### Given task
Return the lines below exactly, starting with the line that contains "For the benchmark, drop one pin per instance of the wind" and stopping after the last line.

[Stored records start]

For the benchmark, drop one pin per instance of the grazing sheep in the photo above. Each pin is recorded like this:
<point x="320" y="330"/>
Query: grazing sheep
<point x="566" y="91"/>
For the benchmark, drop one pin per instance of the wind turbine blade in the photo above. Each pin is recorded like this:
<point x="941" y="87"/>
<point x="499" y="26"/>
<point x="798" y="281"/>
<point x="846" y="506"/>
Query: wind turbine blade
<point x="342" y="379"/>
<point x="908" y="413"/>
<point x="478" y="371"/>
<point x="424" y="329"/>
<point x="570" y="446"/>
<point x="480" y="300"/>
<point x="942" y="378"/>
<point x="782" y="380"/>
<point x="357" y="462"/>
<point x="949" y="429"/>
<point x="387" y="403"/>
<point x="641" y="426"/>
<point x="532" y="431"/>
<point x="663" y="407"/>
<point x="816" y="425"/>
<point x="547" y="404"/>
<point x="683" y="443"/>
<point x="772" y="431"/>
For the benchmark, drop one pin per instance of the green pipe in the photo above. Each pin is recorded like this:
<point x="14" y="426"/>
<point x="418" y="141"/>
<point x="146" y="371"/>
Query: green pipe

[Stored records end]

### Correct response
For the benchmark, drop one pin per instance of the wind turbine blade in the photo above. Each pin is recorded like this:
<point x="941" y="87"/>
<point x="499" y="26"/>
<point x="798" y="281"/>
<point x="846" y="506"/>
Query: wind turbine blade
<point x="342" y="379"/>
<point x="908" y="413"/>
<point x="478" y="371"/>
<point x="424" y="329"/>
<point x="570" y="446"/>
<point x="480" y="300"/>
<point x="942" y="378"/>
<point x="782" y="380"/>
<point x="357" y="462"/>
<point x="949" y="429"/>
<point x="387" y="403"/>
<point x="641" y="426"/>
<point x="532" y="431"/>
<point x="663" y="407"/>
<point x="816" y="425"/>
<point x="547" y="404"/>
<point x="683" y="443"/>
<point x="772" y="431"/>
For the benchmark, drop one pin per instance of the green pipe in the photo above. Each pin is recorded like this:
<point x="14" y="426"/>
<point x="418" y="141"/>
<point x="146" y="371"/>
Query: green pipe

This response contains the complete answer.